#### Instruction
Pull out each line of the records below that contains the string "region" and copy it. Case counts.

────────────────

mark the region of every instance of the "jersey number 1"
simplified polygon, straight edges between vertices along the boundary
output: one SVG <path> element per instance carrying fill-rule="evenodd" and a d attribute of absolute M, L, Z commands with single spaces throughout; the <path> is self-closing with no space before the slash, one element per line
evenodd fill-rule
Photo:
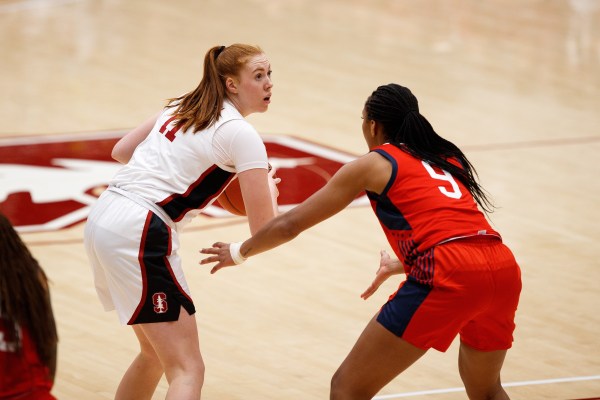
<path fill-rule="evenodd" d="M 421 162 L 423 163 L 423 166 L 425 167 L 427 172 L 429 172 L 429 175 L 433 179 L 438 179 L 440 181 L 446 181 L 452 185 L 451 191 L 446 189 L 444 186 L 438 186 L 438 189 L 440 189 L 440 192 L 442 192 L 442 194 L 444 194 L 448 197 L 451 197 L 453 199 L 460 199 L 460 197 L 462 196 L 462 193 L 460 192 L 460 188 L 458 187 L 458 184 L 456 183 L 456 181 L 454 180 L 452 175 L 450 175 L 447 171 L 444 171 L 443 169 L 441 170 L 443 172 L 443 174 L 438 174 L 437 172 L 435 172 L 433 167 L 428 162 L 423 161 L 423 160 Z"/>

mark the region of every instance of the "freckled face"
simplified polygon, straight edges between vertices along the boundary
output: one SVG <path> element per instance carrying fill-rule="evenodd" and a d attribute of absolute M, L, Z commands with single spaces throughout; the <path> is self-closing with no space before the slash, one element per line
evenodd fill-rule
<path fill-rule="evenodd" d="M 248 60 L 238 76 L 237 93 L 234 102 L 243 116 L 265 112 L 271 103 L 271 64 L 265 54 L 258 54 Z"/>

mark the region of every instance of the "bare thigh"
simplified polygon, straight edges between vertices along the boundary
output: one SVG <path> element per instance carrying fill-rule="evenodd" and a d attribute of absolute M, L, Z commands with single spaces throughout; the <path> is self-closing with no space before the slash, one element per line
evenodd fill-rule
<path fill-rule="evenodd" d="M 370 399 L 427 352 L 394 335 L 376 318 L 333 376 L 332 399 Z"/>
<path fill-rule="evenodd" d="M 183 308 L 179 320 L 139 325 L 158 356 L 167 380 L 181 371 L 203 370 L 198 328 L 194 315 Z"/>
<path fill-rule="evenodd" d="M 478 351 L 460 344 L 458 367 L 470 399 L 508 399 L 500 383 L 506 350 Z"/>

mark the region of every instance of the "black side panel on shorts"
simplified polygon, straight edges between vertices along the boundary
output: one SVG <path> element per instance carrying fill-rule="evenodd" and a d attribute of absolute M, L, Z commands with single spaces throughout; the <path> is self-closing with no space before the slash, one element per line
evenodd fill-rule
<path fill-rule="evenodd" d="M 144 289 L 142 299 L 129 325 L 177 321 L 181 306 L 191 315 L 192 300 L 173 277 L 167 256 L 171 253 L 169 227 L 152 212 L 148 213 L 140 244 L 140 268 Z"/>

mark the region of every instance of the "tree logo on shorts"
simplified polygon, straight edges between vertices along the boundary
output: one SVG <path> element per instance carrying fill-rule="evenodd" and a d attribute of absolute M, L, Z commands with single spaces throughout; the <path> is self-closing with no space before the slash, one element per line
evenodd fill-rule
<path fill-rule="evenodd" d="M 167 305 L 167 295 L 163 292 L 154 293 L 152 295 L 152 304 L 154 304 L 154 312 L 164 314 L 169 309 Z"/>

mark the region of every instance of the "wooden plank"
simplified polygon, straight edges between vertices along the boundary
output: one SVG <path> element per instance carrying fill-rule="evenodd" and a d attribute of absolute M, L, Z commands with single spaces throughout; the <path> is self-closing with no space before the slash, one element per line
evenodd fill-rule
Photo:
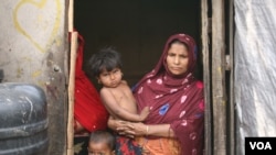
<path fill-rule="evenodd" d="M 234 2 L 229 1 L 229 52 L 230 52 L 230 155 L 235 155 L 235 111 L 234 111 L 234 70 L 233 70 L 233 59 L 234 59 Z"/>
<path fill-rule="evenodd" d="M 224 1 L 212 0 L 213 155 L 226 154 Z"/>
<path fill-rule="evenodd" d="M 208 18 L 208 0 L 201 1 L 201 41 L 203 56 L 203 82 L 204 82 L 204 136 L 205 148 L 204 155 L 212 155 L 212 121 L 211 121 L 211 102 L 210 102 L 210 56 L 209 56 L 209 18 Z"/>

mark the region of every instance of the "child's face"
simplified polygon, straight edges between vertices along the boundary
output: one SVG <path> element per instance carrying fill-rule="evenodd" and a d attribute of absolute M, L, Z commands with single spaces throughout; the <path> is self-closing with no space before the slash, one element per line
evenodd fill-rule
<path fill-rule="evenodd" d="M 115 151 L 112 151 L 112 148 L 109 148 L 104 142 L 89 142 L 88 155 L 115 155 Z"/>
<path fill-rule="evenodd" d="M 120 68 L 114 68 L 110 71 L 107 71 L 106 69 L 104 69 L 99 74 L 98 80 L 105 87 L 115 88 L 115 87 L 117 87 L 120 84 L 121 76 L 123 76 L 123 74 L 121 74 Z"/>

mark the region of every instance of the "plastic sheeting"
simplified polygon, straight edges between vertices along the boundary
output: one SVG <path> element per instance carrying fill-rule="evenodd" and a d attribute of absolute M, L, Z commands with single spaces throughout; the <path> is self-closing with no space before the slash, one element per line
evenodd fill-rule
<path fill-rule="evenodd" d="M 276 136 L 276 1 L 234 0 L 236 155 L 247 136 Z"/>

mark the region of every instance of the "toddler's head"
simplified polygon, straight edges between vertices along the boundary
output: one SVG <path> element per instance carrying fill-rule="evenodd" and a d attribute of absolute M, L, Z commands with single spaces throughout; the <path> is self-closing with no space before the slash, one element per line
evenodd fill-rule
<path fill-rule="evenodd" d="M 115 155 L 115 136 L 104 130 L 91 133 L 88 155 Z"/>

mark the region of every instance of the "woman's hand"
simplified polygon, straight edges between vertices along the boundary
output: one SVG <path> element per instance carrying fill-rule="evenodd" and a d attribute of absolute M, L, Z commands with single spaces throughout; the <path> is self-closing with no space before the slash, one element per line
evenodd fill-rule
<path fill-rule="evenodd" d="M 124 125 L 117 129 L 119 134 L 127 135 L 129 137 L 141 136 L 147 134 L 148 126 L 144 123 L 131 123 L 131 122 L 124 122 Z"/>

────────────────

#### Response to the exercise
mark the region of every instance of the "jersey number 1"
mark the region of every instance of the "freckled face"
mark the region of every instance of the "bare thigh"
mark the region of every instance of the "black side panel on shorts"
mark the region of every instance of the "tree logo on shorts"
mark the region of every instance of the "wooden plank"
mark the region of every instance of the "child's face"
mark the region of every instance of the "plastic sheeting"
mark the region of every instance of the "toddler's head"
mark the region of every instance of the "woman's hand"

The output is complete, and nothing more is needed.